• [Document excerpt]
____
There’s no debate over whether or not there are problems with the Detroit Public School system. It’s a decades-old problem made worse by a dwindling city population, higher-than-ever poverty levels and, in some cases, malfeasance, corruption and outright criminal activity by some. Although they are improving with respect to school attendance, Detroit still has big problems in that regard, too.
The Snyder administration has decided that the best way to solve that problem is simply to fine the school system, one that it already struggling due to reduced aid from the state and from lower revenues from its shrinking tax base, by fining them. Maybe by as much as $25.9 million.
State officials are weighing how much to penalize Detroit Public Schools for persistent truancy, a problem that could cost the financially troubled district up to $25.9 million, according to documents obtained by The Detroit News.
In the past school year, attendance at DPS fell below the state minimum of 75 percent on 46 days. The district says it is bracing for a loss of the full amount, though the Michigan Department of Education expects a much lower final figure. [...]
Steve Wasko, a DPS spokesman, acknowledged the district could lose up to $25.9 million for low attendance last year but said the district is doing better this fall, typically a time when more students stay home.
“Anecdotally, at the beginning of the year we have low attendance,” Wasko said. “We finally turned that trend around this year. Last year, we didn’t get the full 75 percent of attendance until the 10th day of school. This year, we reached on the fifth day of school.” He credited aggressive recruitment and an attendance drive for the uptick.
____
• [Extracted data]

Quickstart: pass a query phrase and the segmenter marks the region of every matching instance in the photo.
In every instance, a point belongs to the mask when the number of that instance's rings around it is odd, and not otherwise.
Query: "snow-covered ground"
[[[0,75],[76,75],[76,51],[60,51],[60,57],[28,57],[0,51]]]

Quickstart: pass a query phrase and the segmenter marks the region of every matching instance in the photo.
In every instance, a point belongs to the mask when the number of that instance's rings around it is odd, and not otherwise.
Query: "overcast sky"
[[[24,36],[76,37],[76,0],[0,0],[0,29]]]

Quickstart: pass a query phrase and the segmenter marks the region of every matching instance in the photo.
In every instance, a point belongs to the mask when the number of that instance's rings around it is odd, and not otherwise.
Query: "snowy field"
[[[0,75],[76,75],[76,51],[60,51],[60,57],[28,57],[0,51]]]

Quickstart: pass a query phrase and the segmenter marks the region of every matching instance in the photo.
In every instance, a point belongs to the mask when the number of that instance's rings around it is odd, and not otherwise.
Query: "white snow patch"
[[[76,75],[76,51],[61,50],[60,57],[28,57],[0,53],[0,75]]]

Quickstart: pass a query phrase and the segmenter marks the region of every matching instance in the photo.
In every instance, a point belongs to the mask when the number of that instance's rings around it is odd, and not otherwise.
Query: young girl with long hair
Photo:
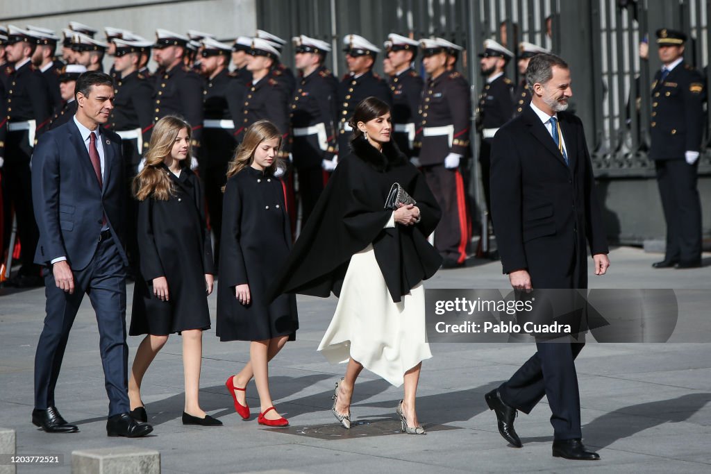
[[[267,120],[253,124],[230,163],[223,205],[217,335],[220,340],[249,340],[250,362],[226,385],[235,409],[250,417],[245,389],[252,377],[260,397],[260,424],[284,426],[269,389],[268,362],[289,339],[299,321],[296,297],[265,298],[274,273],[292,246],[284,188],[274,177],[282,134]]]
[[[131,335],[146,334],[129,381],[131,414],[147,419],[141,383],[170,334],[183,337],[185,409],[183,424],[222,425],[198,402],[203,331],[210,328],[208,296],[213,291],[212,249],[203,192],[190,170],[191,126],[167,116],[156,124],[146,166],[136,176],[141,276],[134,289]]]

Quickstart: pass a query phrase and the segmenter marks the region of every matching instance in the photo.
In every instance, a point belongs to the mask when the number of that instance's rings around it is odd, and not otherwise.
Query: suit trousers
[[[504,403],[526,414],[543,395],[547,397],[555,441],[582,437],[574,361],[584,345],[584,343],[538,343],[538,352],[498,389]]]
[[[442,258],[463,263],[471,232],[461,173],[444,165],[423,166],[422,173],[442,210],[434,230],[434,248]]]
[[[665,260],[701,260],[701,200],[697,189],[698,160],[656,160],[657,183],[666,221]]]
[[[54,391],[69,331],[84,298],[89,295],[99,325],[100,350],[109,416],[129,411],[128,345],[126,344],[126,273],[113,237],[99,242],[86,268],[74,271],[74,293],[58,288],[48,269],[44,328],[35,355],[35,408],[55,405]]]

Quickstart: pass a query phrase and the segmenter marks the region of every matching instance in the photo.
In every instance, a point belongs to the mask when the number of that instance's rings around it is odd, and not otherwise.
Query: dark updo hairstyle
[[[385,115],[390,111],[390,107],[387,104],[373,96],[365,97],[358,102],[358,104],[356,106],[353,116],[348,121],[348,125],[353,129],[353,135],[351,141],[363,138],[363,132],[358,130],[357,126],[358,122],[367,123],[381,115]]]

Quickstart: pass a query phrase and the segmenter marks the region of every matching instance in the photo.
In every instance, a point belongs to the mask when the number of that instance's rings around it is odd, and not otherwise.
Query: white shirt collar
[[[662,65],[662,69],[664,69],[665,68],[666,68],[668,70],[670,71],[671,70],[674,69],[678,65],[679,65],[679,63],[681,63],[683,60],[684,60],[684,58],[683,57],[678,58],[677,58],[677,60],[675,61],[674,61],[673,63],[670,63],[668,66],[665,66],[665,65]]]

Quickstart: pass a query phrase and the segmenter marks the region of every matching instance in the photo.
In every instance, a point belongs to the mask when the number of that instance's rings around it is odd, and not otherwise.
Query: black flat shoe
[[[137,421],[142,421],[143,423],[148,421],[148,414],[146,413],[145,406],[137,406],[131,410],[129,414],[131,415],[131,418]]]
[[[213,418],[210,415],[205,415],[205,418],[198,418],[193,415],[188,415],[185,411],[183,412],[183,424],[184,425],[200,425],[201,426],[222,426],[222,421]]]
[[[600,455],[589,451],[579,439],[553,441],[553,457],[573,460],[599,460]]]
[[[498,432],[503,436],[503,438],[510,443],[516,448],[523,446],[521,440],[513,429],[513,420],[516,417],[516,409],[509,406],[501,399],[501,394],[498,392],[498,389],[496,389],[484,395],[484,400],[488,405],[489,409],[493,410],[496,414],[496,424],[498,426]]]

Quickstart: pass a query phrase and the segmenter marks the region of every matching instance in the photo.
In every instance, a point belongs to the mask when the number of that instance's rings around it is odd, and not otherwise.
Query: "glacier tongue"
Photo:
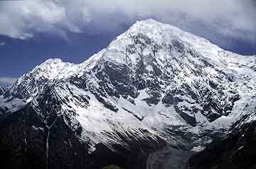
[[[91,152],[100,143],[114,150],[159,140],[201,150],[254,110],[255,65],[255,57],[139,21],[88,60],[48,59],[0,91],[0,113],[29,107],[43,121],[58,115]]]

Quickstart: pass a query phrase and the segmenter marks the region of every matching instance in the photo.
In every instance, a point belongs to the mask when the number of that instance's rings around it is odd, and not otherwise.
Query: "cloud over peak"
[[[196,23],[226,37],[255,40],[256,6],[245,0],[23,0],[0,1],[0,34],[26,39],[36,33],[113,31],[124,23],[154,18],[181,29]],[[201,25],[200,25],[201,26]]]

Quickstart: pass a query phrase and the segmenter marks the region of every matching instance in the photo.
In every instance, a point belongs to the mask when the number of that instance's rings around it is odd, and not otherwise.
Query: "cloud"
[[[11,77],[0,77],[0,84],[4,85],[11,85],[13,84],[18,78],[11,78]]]
[[[36,33],[114,31],[154,18],[192,33],[256,37],[256,6],[250,0],[23,0],[0,2],[0,34],[26,39]],[[200,23],[200,24],[198,24]],[[211,37],[214,38],[215,35]]]

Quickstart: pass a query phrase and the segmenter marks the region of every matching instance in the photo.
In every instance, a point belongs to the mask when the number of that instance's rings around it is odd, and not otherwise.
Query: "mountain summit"
[[[1,90],[1,158],[11,168],[159,168],[154,152],[168,146],[186,154],[180,166],[254,113],[255,71],[255,57],[139,21],[88,60],[48,59]]]

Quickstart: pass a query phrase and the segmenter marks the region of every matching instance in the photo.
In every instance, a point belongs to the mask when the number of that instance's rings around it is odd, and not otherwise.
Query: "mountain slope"
[[[223,139],[190,158],[189,168],[255,168],[255,112],[242,117]]]
[[[4,91],[0,144],[16,150],[14,165],[35,161],[18,158],[30,149],[38,156],[33,166],[144,168],[156,149],[201,150],[251,114],[255,63],[177,28],[139,21],[85,62],[47,60]]]

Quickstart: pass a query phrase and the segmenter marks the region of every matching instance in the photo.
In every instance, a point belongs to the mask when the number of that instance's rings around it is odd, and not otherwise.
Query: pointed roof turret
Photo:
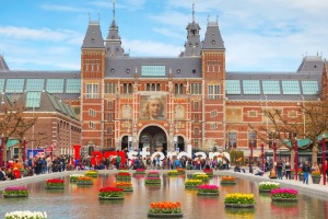
[[[89,26],[83,39],[82,48],[104,48],[99,21],[91,21],[89,19]]]
[[[208,19],[208,27],[203,41],[202,49],[225,50],[224,42],[219,30],[219,21],[210,22]]]
[[[200,26],[195,22],[195,1],[192,2],[192,22],[187,25],[187,42],[181,56],[200,56]]]
[[[7,66],[4,57],[0,54],[0,71],[2,71],[2,70],[8,70],[9,71],[9,68]]]
[[[124,56],[124,49],[121,46],[121,39],[118,33],[118,26],[115,21],[115,0],[113,0],[113,19],[112,24],[109,26],[109,32],[107,38],[105,39],[106,44],[106,56],[115,57],[115,56]]]

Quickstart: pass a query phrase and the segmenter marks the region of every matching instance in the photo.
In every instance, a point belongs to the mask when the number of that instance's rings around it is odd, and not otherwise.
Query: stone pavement
[[[248,169],[246,169],[246,173],[238,173],[233,171],[233,166],[227,170],[227,171],[214,171],[214,175],[231,175],[239,178],[245,178],[254,182],[279,182],[281,187],[290,187],[297,189],[301,193],[307,194],[307,195],[313,195],[316,197],[325,198],[328,199],[328,184],[326,186],[323,185],[323,177],[320,184],[313,184],[312,183],[312,177],[309,175],[308,177],[308,185],[303,184],[301,181],[295,181],[295,180],[278,180],[278,178],[269,178],[269,173],[265,173],[262,176],[254,175],[248,172]],[[154,171],[154,170],[147,170],[149,171]],[[156,170],[157,171],[157,170]],[[161,173],[167,173],[169,170],[159,170]],[[1,181],[0,182],[0,191],[3,191],[8,186],[17,186],[17,185],[26,185],[28,183],[34,183],[34,182],[40,182],[40,181],[46,181],[49,178],[54,177],[62,177],[71,174],[83,174],[85,171],[65,171],[65,172],[58,172],[58,173],[50,173],[50,174],[40,174],[40,175],[34,175],[34,176],[28,176],[28,177],[23,177],[23,178],[17,178],[13,181]],[[99,171],[101,174],[104,173],[116,173],[117,170],[102,170]],[[134,172],[134,171],[130,171]],[[199,172],[199,170],[191,170],[187,171],[187,173],[194,173],[194,172]]]

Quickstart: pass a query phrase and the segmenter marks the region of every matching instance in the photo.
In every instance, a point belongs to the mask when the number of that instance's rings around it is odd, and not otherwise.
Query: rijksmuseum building
[[[71,153],[77,143],[85,154],[143,147],[164,152],[188,146],[259,150],[261,142],[249,124],[270,128],[265,111],[279,108],[292,118],[300,114],[300,104],[326,97],[328,62],[320,56],[304,57],[293,72],[226,71],[218,21],[208,21],[200,36],[192,10],[180,54],[130,57],[113,14],[106,37],[98,21],[89,21],[81,71],[11,71],[0,59],[2,96],[23,95],[26,103],[30,96],[40,104],[26,110],[40,118],[49,108],[58,114],[48,135],[58,154]],[[43,110],[44,96],[49,101]]]

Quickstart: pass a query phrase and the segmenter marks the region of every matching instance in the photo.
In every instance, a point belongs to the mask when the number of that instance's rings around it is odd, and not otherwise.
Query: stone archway
[[[139,136],[139,149],[147,148],[151,154],[155,151],[167,152],[167,136],[159,126],[145,127]]]

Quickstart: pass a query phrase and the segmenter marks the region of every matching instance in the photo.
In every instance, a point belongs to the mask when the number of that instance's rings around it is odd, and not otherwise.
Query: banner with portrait
[[[166,119],[166,95],[140,95],[140,119]]]

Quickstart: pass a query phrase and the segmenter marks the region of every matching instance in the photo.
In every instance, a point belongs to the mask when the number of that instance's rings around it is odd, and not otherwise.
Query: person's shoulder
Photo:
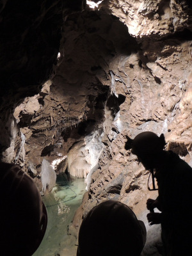
[[[192,173],[192,168],[184,160],[182,159],[179,156],[172,150],[166,151],[168,161],[170,165],[174,165],[176,168],[189,170]]]

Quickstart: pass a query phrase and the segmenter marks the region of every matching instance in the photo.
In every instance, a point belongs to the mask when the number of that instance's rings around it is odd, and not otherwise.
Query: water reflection
[[[47,209],[48,224],[44,238],[33,256],[76,256],[75,237],[67,235],[68,224],[80,206],[85,193],[84,179],[67,180],[57,177],[52,193],[42,197]]]

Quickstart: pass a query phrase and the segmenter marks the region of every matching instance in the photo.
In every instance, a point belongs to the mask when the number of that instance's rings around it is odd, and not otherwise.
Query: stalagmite
[[[56,174],[51,166],[48,161],[44,159],[42,166],[42,192],[45,193],[47,189],[51,191],[56,180]]]

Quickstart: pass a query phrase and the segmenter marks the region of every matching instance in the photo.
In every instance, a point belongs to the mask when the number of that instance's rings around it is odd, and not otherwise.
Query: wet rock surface
[[[38,41],[43,51],[28,45],[26,57],[20,45],[17,62],[2,55],[10,93],[1,91],[0,105],[1,160],[23,166],[40,190],[44,159],[58,160],[58,173],[90,173],[70,227],[76,237],[83,216],[103,200],[120,200],[142,216],[147,198],[156,196],[147,189],[148,172],[124,148],[126,135],[164,133],[166,149],[189,164],[192,144],[189,1],[104,0],[95,10],[77,4],[77,10],[65,4],[61,17],[60,1],[49,6],[50,15],[40,12],[41,24],[54,20]],[[51,35],[55,44],[47,38]],[[11,74],[16,87],[7,79]]]

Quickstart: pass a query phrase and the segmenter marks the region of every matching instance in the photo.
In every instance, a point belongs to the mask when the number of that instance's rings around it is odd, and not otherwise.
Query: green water
[[[75,237],[67,234],[67,229],[81,204],[86,184],[84,179],[68,181],[62,175],[58,177],[56,182],[52,191],[42,197],[47,211],[47,228],[33,256],[76,255]]]

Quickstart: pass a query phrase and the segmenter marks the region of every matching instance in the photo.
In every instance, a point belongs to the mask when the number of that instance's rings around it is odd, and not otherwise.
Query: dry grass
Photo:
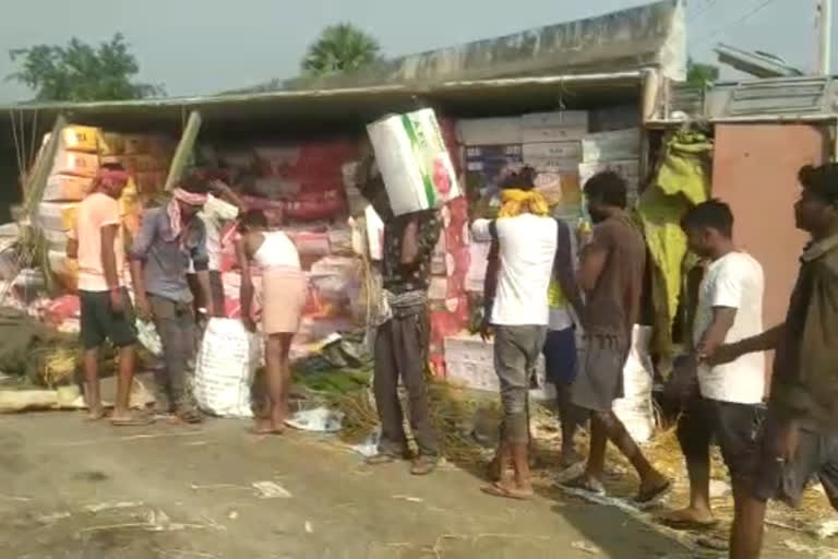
____
• [Your tasks]
a – In the Detroit schools truancy article, on how many days last school year did DPS attendance fall below the state minimum?
b – Render the stretch of entries from the start of the entries through the line containing "[[[76,75],[76,51],[61,50],[60,57],[28,57],[0,53],[0,75]]]" as a JSON list of strings, one string per line, leaving out blank lines.

• [Problem solutions]
a – 46 days.

b –
[
  "Quickstart: pass a query phrase and the segmenter marks the region of every matching instance in the photo.",
  "In every instance, a point belongs to the mask when the number of that instance's rings around it is odd, and not otherwise.",
  "Query: \"snow-covered ground\"",
  "[[[0,75],[76,75],[76,51],[60,51],[60,57],[28,57],[0,51]]]",
  "Quickstart: pass a query phrase and the segmenter marks the region of every matching instance in the photo.",
  "In every instance, a point belongs to the mask when the number of that instance's rings around it is odd, and not otherwise.",
  "Query: \"overcast sky\"",
  "[[[24,36],[76,37],[76,0],[0,0],[0,29]]]",
  "Quickstart: pass a query phrase and the segmenter marks the region of every matching instance in the photo.",
  "In every instance, a point belongs to the mask when the number of that instance's rings around it is odd, and not otherwise.",
  "Query: \"snowy field\"",
  "[[[0,75],[76,75],[76,51],[60,51],[60,57],[28,57],[0,51]]]",
  "Quickstart: pass a query phrase and the segmenter marks the region of every matching instance in the photo.",
  "In every instance, a point belongs to the mask when the number of that instance's rings around it is odd, and not otherwise.",
  "Query: \"white snow patch\"",
  "[[[76,75],[76,51],[61,50],[60,57],[28,57],[0,53],[0,75]]]"
]